◆ WHAT YOU NEED TO DO ◆
Pick out every line in the entries below that contains the word "white" and copy each of those lines.
:::
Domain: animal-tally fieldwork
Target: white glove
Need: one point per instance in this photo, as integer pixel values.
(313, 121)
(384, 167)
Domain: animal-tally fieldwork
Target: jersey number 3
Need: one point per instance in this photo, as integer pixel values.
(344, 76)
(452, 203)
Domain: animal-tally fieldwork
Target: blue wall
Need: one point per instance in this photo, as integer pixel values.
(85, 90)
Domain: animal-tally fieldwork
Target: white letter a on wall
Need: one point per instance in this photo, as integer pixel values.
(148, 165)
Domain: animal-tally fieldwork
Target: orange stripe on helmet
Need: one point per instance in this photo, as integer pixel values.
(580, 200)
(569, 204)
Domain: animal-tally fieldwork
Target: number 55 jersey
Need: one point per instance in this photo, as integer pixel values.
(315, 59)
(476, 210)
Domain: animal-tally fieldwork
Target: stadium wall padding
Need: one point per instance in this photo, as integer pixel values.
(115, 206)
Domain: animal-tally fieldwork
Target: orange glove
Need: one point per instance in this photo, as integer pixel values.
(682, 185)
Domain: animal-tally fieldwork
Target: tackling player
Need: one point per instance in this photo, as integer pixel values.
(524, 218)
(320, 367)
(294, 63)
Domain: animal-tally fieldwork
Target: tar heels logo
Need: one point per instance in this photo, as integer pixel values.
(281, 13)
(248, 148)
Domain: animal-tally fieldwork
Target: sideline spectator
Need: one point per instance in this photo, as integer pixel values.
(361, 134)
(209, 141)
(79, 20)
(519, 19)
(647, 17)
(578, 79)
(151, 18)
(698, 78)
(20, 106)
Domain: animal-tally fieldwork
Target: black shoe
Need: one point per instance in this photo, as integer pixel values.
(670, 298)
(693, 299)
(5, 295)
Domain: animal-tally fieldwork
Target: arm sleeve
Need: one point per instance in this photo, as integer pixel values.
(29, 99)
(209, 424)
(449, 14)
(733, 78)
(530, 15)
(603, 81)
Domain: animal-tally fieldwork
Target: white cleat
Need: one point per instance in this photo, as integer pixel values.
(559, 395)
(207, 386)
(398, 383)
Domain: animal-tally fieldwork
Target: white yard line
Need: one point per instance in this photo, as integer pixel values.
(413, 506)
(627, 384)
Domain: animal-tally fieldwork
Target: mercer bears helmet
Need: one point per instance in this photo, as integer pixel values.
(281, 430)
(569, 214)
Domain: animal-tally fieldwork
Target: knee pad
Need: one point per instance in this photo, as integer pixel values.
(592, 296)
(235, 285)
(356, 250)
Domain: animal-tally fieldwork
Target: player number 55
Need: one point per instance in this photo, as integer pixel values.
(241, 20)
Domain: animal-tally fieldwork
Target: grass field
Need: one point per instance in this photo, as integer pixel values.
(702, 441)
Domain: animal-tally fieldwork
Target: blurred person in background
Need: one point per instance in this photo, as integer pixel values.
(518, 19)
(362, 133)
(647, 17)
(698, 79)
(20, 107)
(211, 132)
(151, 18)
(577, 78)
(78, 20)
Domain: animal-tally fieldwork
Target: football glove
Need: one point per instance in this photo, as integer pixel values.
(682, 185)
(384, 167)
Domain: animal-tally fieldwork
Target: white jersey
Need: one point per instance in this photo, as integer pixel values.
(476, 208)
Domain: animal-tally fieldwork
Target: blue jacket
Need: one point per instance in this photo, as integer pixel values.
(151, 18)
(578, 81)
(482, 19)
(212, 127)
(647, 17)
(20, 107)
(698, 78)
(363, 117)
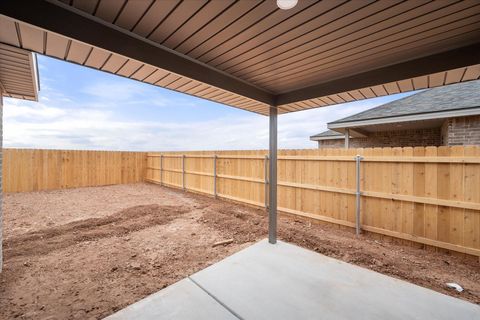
:::
◆ ANSWER FOR THE TASK ◆
Target: white glove
Target: white letter a on wall
Target: white cleat
Target: white yard line
Target: white jersey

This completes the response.